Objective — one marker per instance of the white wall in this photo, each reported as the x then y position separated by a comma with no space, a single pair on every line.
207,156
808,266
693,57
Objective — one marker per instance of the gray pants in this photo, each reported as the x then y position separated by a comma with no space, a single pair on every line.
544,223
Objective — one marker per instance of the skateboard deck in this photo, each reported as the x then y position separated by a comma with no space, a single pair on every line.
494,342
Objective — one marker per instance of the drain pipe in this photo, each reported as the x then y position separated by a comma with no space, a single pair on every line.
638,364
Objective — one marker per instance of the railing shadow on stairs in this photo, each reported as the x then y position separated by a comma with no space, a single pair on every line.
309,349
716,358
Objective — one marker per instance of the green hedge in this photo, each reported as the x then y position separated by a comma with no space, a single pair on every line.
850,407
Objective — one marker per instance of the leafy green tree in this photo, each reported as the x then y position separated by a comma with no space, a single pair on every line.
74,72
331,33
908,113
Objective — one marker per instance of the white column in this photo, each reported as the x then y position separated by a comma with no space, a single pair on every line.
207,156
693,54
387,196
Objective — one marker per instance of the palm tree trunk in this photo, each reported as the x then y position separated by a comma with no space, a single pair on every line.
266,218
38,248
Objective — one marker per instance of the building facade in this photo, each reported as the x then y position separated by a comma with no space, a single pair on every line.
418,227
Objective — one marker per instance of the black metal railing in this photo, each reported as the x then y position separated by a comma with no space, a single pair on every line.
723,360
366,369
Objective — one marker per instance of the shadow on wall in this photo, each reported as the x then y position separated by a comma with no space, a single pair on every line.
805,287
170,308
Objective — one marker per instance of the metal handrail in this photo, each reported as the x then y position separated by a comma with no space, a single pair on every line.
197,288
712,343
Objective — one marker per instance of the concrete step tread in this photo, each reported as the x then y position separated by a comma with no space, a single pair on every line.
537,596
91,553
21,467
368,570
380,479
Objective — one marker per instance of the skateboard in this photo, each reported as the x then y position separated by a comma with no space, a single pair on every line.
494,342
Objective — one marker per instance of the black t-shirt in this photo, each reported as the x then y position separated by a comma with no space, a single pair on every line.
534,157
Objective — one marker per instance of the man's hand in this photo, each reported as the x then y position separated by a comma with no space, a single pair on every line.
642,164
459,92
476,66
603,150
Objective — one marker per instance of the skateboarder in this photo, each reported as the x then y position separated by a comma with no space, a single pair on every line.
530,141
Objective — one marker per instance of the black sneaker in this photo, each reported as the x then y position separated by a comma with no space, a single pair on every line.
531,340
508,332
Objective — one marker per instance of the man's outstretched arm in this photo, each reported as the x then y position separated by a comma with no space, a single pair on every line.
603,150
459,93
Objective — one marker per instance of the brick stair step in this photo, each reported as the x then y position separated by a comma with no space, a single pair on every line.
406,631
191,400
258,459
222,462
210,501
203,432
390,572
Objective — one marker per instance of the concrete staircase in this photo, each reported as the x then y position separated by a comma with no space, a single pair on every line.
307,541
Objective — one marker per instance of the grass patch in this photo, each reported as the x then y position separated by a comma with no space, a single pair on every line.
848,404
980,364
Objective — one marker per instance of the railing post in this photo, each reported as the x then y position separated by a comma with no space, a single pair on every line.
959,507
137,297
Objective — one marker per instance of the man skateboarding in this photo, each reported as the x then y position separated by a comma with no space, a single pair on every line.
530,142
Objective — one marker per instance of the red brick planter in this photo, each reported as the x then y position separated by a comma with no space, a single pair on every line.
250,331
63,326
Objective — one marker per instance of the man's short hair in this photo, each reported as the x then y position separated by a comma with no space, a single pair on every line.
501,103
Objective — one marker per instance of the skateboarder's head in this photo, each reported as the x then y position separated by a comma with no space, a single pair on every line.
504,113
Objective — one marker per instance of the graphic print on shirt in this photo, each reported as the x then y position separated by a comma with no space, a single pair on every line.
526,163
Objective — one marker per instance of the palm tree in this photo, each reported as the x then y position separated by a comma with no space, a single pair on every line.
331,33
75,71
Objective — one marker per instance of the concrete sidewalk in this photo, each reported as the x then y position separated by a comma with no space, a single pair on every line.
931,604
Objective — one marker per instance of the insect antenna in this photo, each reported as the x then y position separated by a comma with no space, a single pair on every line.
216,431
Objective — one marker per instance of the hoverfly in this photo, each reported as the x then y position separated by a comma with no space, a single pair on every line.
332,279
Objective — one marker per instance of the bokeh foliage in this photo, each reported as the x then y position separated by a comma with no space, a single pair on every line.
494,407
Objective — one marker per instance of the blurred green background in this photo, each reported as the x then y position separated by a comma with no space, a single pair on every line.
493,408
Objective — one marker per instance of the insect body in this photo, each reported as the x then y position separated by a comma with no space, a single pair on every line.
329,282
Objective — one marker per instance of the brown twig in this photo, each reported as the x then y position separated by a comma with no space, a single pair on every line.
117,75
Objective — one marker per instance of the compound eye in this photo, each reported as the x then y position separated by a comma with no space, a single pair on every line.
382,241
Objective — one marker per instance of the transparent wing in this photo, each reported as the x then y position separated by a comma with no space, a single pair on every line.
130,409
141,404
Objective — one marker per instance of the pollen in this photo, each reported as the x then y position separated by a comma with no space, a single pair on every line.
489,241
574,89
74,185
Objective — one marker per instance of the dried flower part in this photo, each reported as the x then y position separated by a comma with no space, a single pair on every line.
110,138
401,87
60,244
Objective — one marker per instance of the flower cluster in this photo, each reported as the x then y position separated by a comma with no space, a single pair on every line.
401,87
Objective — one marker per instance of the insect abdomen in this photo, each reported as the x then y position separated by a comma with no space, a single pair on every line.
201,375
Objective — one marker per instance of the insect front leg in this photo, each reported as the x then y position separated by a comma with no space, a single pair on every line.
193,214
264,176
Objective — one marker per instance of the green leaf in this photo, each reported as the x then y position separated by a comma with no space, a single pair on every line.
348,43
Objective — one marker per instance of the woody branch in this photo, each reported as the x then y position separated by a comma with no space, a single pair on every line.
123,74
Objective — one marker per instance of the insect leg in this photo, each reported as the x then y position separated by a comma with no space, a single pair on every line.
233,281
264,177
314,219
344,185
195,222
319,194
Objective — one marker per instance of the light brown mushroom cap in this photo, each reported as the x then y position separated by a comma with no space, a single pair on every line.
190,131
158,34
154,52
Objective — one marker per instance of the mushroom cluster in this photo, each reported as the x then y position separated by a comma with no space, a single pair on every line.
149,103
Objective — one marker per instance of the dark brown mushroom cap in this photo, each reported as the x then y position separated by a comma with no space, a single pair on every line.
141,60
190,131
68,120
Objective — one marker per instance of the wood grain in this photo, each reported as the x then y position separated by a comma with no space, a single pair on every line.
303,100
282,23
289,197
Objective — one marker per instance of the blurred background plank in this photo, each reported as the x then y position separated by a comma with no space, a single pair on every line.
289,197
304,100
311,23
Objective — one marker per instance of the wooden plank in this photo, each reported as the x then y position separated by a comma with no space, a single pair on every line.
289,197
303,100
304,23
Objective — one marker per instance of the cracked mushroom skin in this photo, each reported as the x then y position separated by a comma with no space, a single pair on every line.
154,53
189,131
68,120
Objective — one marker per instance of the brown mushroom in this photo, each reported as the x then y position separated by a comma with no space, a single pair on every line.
####
— Exercise instructions —
Output the records again in full. Keep every character as written.

— Result of this task —
Objective — one marker per instance of the white wall in this photo, each reported as the x then y position separated by a comma with no space, a single pair on every line.
207,156
808,266
693,57
Objective — one marker per instance of the gray pants in this photo, each reported as the x then y position separated by a comma with no space, a single pair on every line.
544,223
Objective — one marker per instance of the skateboard deck in this photo, each reported as the x then y position separated by a comma with no space, a single pair on every line.
494,342
Objective — one marker per instance of the drain pipe in this photo, each reported as the x then y position separated by a comma with no space, a single pair on every line.
638,364
Objective — one marker per instance of the railing shadow on stairs in this photo, each reported as the x then y position separated by a comma with no space, a single pair on every line.
309,349
716,358
Objective — one marker per instance of the green hedge in this photo, each reported as the x then y position separated by a comma with no space, a single pair on every line.
850,407
Objective — one marker per instance of the leafy green tree in this photo, each reported as the x then y position separated by a comma with no space, a single pair on every line.
74,72
331,33
908,113
Objective — one marker per instance of the white column in this photo, each reported as the x then y position separated by a comma with no space, a single pair on every line.
207,156
693,54
387,196
Objective — one marker per instance of the palm tree trunk in this photo, each reported as the x then y position separated by a comma with no space, a single pair on every line.
266,218
38,248
Objective — one marker per instance of the building facade in this photo, each reported as the x then y position separated by a comma with no space, a single pair on every line.
418,227
Objective — one marker per instance of the black metal railing in this photo, each reported as the x then y position separated by a comma with no space, a single pair on every line.
723,360
366,369
Objective — one marker per instance of the shadow on wall in this photo, each reported as the x then y position separated by a comma with no space, a single pair on every line.
805,287
170,308
Objective — one marker per instance of the metal handrail in this photo, each reported as the x then y position separated by a comma with no space, a single pair on every line.
197,288
712,343
Objective — one marker per instance of the concrete step tread in this photo, each reported as the x then y position separated by a comma with no space, a single pair on every line.
537,596
91,553
21,467
368,570
380,479
Objective — one marker per instance of the skateboard in this photo, each reported as the x then y position separated by a comma with no space, a single pair on every line.
494,342
Objective — one marker per instance of the black t-shirt in this photo, each reported as the x then y position separated by a comma with no space, a single pair on every line.
534,157
Objective — one marker per instance of the man's hand in this photo, each reported as the x then y position separated by a comma with no space, a single pair on every line.
642,164
459,92
476,66
603,150
Objective — one marker per instance of the skateboarder in this photo, each reported as the x then y position separated by a comma with no space, a single pair on every line.
530,141
Objective — one marker per instance of the black sneaker in this photo, each reported as the x then y position separated by a comma with no space, a single pair on every line.
531,340
508,332
Objective — one marker per instance of the man's outstretched arm in this photo, each reported as the x then y position separated by a comma with no space, a single pair on every line.
603,150
459,93
Objective — one marker per instance of the brick stair step in this photo, each reported as the x then y position separated by a comma with no space, a single pair on every line.
406,631
191,400
258,459
222,462
210,501
203,432
390,572
Objective — one marker per instance of the concrete staircase in this photo, each reported as the x then y position separated by a comma with no space, a single pair on every line.
307,541
Objective — one marker per instance of the grass patch in this photo, each reported as the x then y position separated by a comma with no space, a single pair on every line.
848,404
980,364
Objective — one marker per instance of the railing post in this photo, each reported as the x then y position separated by a comma with no space, a single pair on every line.
959,507
137,297
Objective — one marker per instance of the man skateboarding in this photo, each reported as the x then y position separated by a comma with no space, a single pair on every line.
530,142
Objective — one marker per instance of the red brick planter in this photo, each reported as the x then y position separated by a comma with no space, a single pair on every line.
250,331
63,326
Objective — one marker per instance of the man's short hair in this photo, each reported as the x then y position separated by a comma with no space, a single pair on every line.
501,103
Objective — one marker per instance of the skateboarder's head in this photo, each reported as the x then y position separated by a comma with no space, a single pair on every line.
504,113
Objective — one marker per instance of the graphic print on shirt in this photo, each reported as the x then y position separated by a comma with no space, a single pair on every line.
526,163
Objective — one marker per instance of the palm tree in this photo, each reported as the x then y position separated by a comma with no space, a single pair on every line.
331,33
75,71
Objective — one marker per instance of the concrete sidewalk in this photo, each reported as the x then y position separated by a comma with no space, a single pair on every line.
931,604
Objective — one marker per instance of the insect antenna in this photo, each reported as the x then y position separated by a comma with no space, a single pair on every line.
216,431
Objective — one marker per instance of the hoverfly in this photo, each reported as the x then y position separated by a comma with no space, a single pair on every line.
332,279
Objective — one marker per instance of the bokeh foliage in this photo, each reported as the x then y position separated by a comma with no space, a single pair on every line.
494,407
Objective — one marker per instance of the blurred green background in this photo, each reported as the x then y position separated by a comma with no space, a single pair on every line.
493,408
Objective — one marker per instance of the insect body in this photo, each reported as the x then y position separated by a comma with no space, a single pair on every line.
329,282
Objective — one marker per instance of the brown twig in this photo, each reported as the x then y position separated by a comma with no space, a single pair on every line.
117,75
Objective — one marker per instance of the compound eye in this photo, each reported as the x then y position separated by a comma with no space, a single pair on every line.
382,241
Objective — one marker per instance of the transparent wing in this photo, each reported as the x then y position separated by a comma with no space, a single pair on every line.
130,409
141,404
Objective — one marker per instance of the pollen in this photo, each reported as the x then y position separated by a comma with no space, a single pair on every line.
489,241
574,89
74,185
Objective — one marker per instance of the dried flower part in this photo, each reported as the x then y position separated by a comma with no space, a single pair on every line.
110,138
401,87
60,244
Objective — one marker per instance of the flower cluster in this photo, each reported as the x then y position separated by a comma with no space, a single pair on every line.
401,87
Objective — one marker per instance of the insect abdomen in this photo, each reported as the x then y position separated by a comma with no space, a single pair on every line.
201,375
Objective — one marker per instance of the insect front leg in this photo, each reported as the x then y position separated by a comma with no space, a single pair on every line.
193,214
264,176
Objective — one marker per instance of the green leaf in this photo, each reported as the x then y position separated by a comma with no space, a single pair on every line.
348,43
Objective — one marker per instance of the woody branch in this photo, each reported as the x then y position separated by a comma with no space, a single pair on every line.
123,74
Objective — one marker per instance of the insect leg in this photo, each reported as the x then y position separated by a comma with no space, a single pair on every line.
233,281
264,177
314,219
344,185
195,222
319,194
Objective — one marker per instance of the light brown mushroom cap in this photo, each reported as the x then y position separated by a comma with no space, a single pair on every line.
190,131
158,34
154,52
Objective — one marker per instance of the mushroom cluster in this photo, each reported as the x then y position separated by a comma with no space, a single pair on every line.
149,103
Objective — one marker per instance of the dark brown mushroom cap in this photo, each reported as the x then y position separated by a comma with no space, a single pair on every line.
141,60
190,131
68,120
Objective — one marker per instance of the wood grain in this photo, each reported as the x then y position separated by a comma with no space, a single pair on every line.
303,100
282,23
289,197
Objective — one marker per instance of the blurred background plank in this photo, each reported as the x then y position separated by a comma with no space, a single pair on every line.
289,197
304,100
311,23
Objective — one marker per instance of the wooden plank in this photo, each reported as the x then y position separated by a comma with no space, a single pair on every line.
289,197
303,100
304,23
Objective — one marker per instance of the cracked mushroom skin in this photo, each reported as the x then y position separated by a comma with no space, a single pair on every line.
154,53
189,131
68,120
Objective — one marker per instance of the brown mushroom in this photo, each reported as the x then y position separated by a comma with no space, a single pair on every line.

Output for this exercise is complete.